It’s season finale time for A&E’s breakout drama, Bates Motel, a show we stopped covering early on. With the end of the season on hand, I figured I would check back in to see how the prequel finished up. Short version: calling this show a piece of garbage is a huge understatement.
Let’s bitch it out…
Well folks, looks like TVAngie made a good choice when she decided to drop this festering turd. Initially I thought she had made the wrong call by not giving Bates Motel a few more episodes to discover itself, but alas, no, this is a show that clearly knows what it is…and that is a terrible, predictable hot mess.
I will freely admit, prequels are a tough thing to do. There’s a lot to contend with: audience expectations, a known outcome and a sense of ownership by the audience who may be unwilling to go along with new stories of familiar properties. Few shows manage to strike the right balance, so it seemed that Bates Motel, in the early episodes, was simply going through some growing pains.
The writing and characterizations were, how to put this, a little off, but that was okay because of the nature of the show (we are talking about a very close mother-son relationship here, as well as the development of a future serial killer). The casting of actors Vera Farmiga (as Norma Bates) and Freddie Highmore (as iconic son, Norman) suggested that even weak plotting could be overcome; clearly, given enough time, the talent would elevate the material. Unfortunately as the series progressed it became clear that this was not the case.
In fact many other critics have argued that the series is actually several different shows crammed into one. Farmiga, in particular, seems to be in a completely different production, one characterized by campy overreactions and WTF character moments (my favourite moment in the finale occurs when Norma freaks out on a stranger in the street, calling him a “shit head” because he looks at her funny). It’s been quite the experience watching Norma chew her way through this first season and there’s plenty of debate to be had about whether Farmiga’s performance is a self-conscious acknowledgement of how terribly her character is written, or if – sadly – she’s just off the mark.

> [Exercise requirements]:
(a) Answer these questions from the Bates Motel review:
(i) Which network airs Bates Motel?
(ii) Which actor plays Norman Bates?
(iii) Who decided to drop coverage of the show?
(b) Carry the Bates Motel review on with the next part, starting after its final sentence.

> [Provided material]:

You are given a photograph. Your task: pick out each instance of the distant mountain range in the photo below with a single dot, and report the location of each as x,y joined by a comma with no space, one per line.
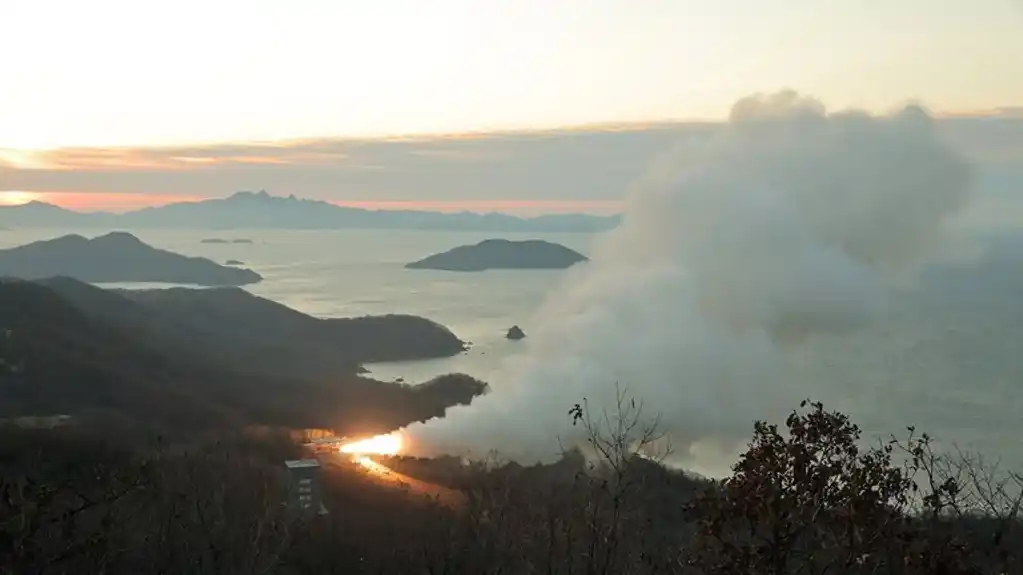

> [Answers by task]:
(a)
(i) A&E
(ii) Freddie Highmore
(iii) TVAngie

(b)
The contrast between acting styles is never more apparent than when Norma interacts with her eldest son, Dylan, played by Max Thierot. Thierot plays the material straight, which means he often comments on how insane Norma is (almost like an audience surrogate). The result of putting these two in the same scene has a televisual trainwreck quality that cannot be explained – it’s like watching two shows exploring the same topic spliced together.
Caught somewhere in the middle (much like his character) is Highmore, who often evens out the tone…unless he’s flying completely off the rocker (usually at Norma). In a show that’s subconsciously/overtly tackling mental illness, it is too inappropriate to suggest that these performances contain a certain amount of schizophrenia? The show we’re watching depends entirely on the character(s) grazing the screen at any given moment, which could be fun if it was a variety show and not a desperate Twin Peaks knock-off.
None of this is helped by the absolutely atrocious writing. Wacky, uninhibited performances I can take, but lazy plotting drives me crazy (not crazy like “kill your teacher or your father in a fugue state” crazy, but nearly!) Showrunners Carlton Cuse (Lost) and Kerry Ehrin (Friday Night Lights) have the kind of track record that suggests an occasional misstep (S3 for Cuse, S2 for Ehrin) but in general their respective shows have garnered a both acclaim and cultural potency.
I think we can safely say that the same argument will not be made for Bates Motel.
Plotlines and characters are picked up and dropped off with seemingly no regard for consistency (where did the pot pickers go? did the Asian girl really die in the woods? what did Mr. Martin do to deserve being burned alive?). On top of this, every single development is either batsh*t crazy, or completely predictable to the point of boredom.
Take the entire story with Miss Watson (Keegan Connor Tracy), which is so obviously telegraphed that the word “Victim” might as well be flashing over her head in neon red lights from the very first moment she appears on-screen (you’d be forgiven if you thought that Nicola Peltz’s stupidly named Bradley would get a cleaver in the head since she was the likely other candidate. Perhaps in S2?)
It’s hardly a surprise, then, that Miss Watson’s dead body is the final image of the first season. The slow reveal, a languid tracking shot that seems to suggest the show is as bored with the turn of events as we are, is a laughable attempt at a cliffhanger; it’s hardly revelatory when everyone sees it coming. Ultimately ‘Midnight’ marks the end of a season of Bates Motel that failed to say anything new about Norma & Norman Bates, nor the “mysterious” (aka high crime) town of White Pine Bay to which they’ve moved.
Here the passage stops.